(Items from a dataset)
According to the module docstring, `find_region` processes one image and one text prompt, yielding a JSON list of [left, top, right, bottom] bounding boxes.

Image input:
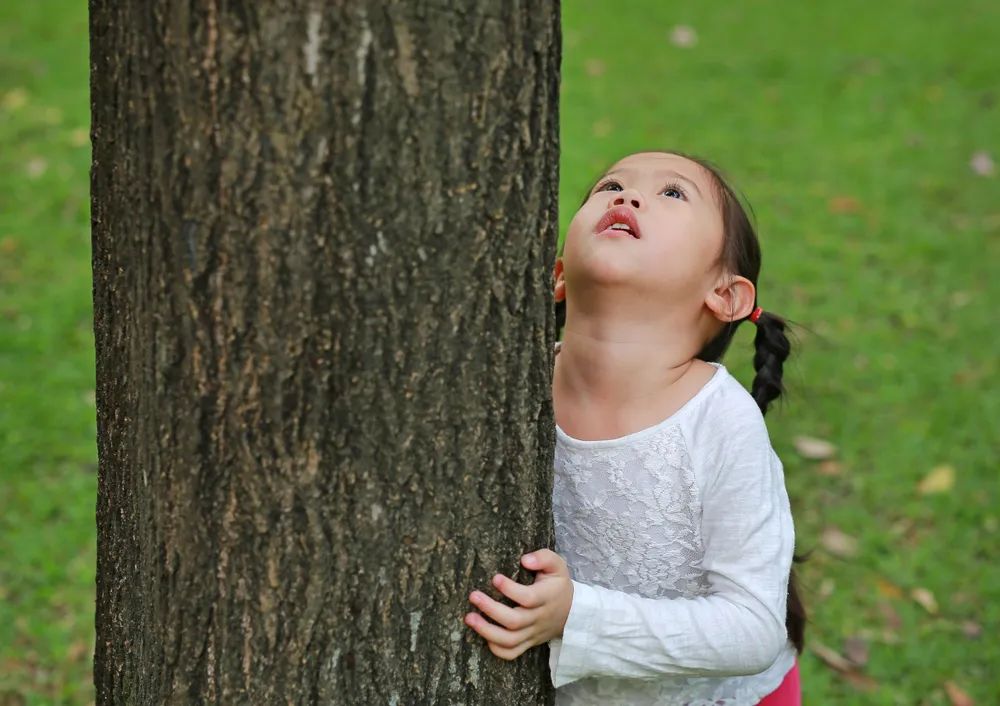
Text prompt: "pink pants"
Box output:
[[757, 661, 800, 705]]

### ASSIGNMENT
The copy you write out must match the entries word for word, minus their pictures.

### PROBLEM SOLUTION
According to the module docstring, `find_region` processes one image and one text prompt, yielding a JSON list of [left, top, right, bottom] bounding boxes.

Image input:
Text prompt: "pink pants"
Box output:
[[757, 661, 800, 705]]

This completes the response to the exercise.